> **Given problem**
Starting with the line containing "Practice step: point out every instance of the white soccer" and continuing through the line containing "pixel 114 54", reproduce the material below with every "jersey" switched to "shirt" and nothing else altered. Give only those lines.

> **Records shown**
* * *
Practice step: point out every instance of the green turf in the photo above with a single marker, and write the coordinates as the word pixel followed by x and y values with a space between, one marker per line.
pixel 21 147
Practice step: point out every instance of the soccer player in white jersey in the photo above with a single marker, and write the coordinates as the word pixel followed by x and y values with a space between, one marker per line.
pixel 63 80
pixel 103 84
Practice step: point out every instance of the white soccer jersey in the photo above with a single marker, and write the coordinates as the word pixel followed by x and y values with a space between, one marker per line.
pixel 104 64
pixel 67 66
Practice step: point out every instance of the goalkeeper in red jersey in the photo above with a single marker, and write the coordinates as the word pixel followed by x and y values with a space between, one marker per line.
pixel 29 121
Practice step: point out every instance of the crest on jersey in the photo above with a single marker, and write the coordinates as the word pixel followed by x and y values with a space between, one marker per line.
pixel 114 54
* * *
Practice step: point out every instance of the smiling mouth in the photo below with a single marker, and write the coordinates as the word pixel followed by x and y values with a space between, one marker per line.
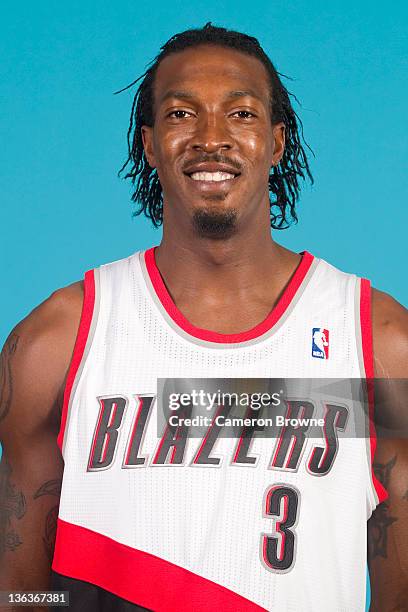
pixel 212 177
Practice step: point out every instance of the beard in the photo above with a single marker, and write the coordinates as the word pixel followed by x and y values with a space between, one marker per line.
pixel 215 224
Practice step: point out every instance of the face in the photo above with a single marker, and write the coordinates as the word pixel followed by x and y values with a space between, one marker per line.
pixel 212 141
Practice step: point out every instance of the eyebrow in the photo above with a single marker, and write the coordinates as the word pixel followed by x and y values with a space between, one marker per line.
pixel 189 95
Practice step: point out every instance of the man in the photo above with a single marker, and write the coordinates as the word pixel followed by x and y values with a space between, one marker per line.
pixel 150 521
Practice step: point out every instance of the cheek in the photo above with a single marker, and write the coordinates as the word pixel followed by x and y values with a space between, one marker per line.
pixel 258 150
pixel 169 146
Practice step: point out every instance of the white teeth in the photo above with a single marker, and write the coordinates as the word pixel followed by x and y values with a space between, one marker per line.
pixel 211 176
* * *
> **Exercise response**
Practice step: point out every instance of the white soccer shirt in the photo above with a single marker, and write the coordinates as the word pixel followed by x and y values with a space between, one marker per line.
pixel 104 64
pixel 67 66
Practice step: point out every instance of the goalkeeper in red shirt in the photo above with a single marker, and write the coordinates as the word pixel followed by x and y values with a space between, one marker per line.
pixel 29 121
Practice step: point out every instance of the crest on shirt in the photo above with a single marker, and write the coordinates as the word pixel followed by x and y values with a space between, one marker per line.
pixel 114 54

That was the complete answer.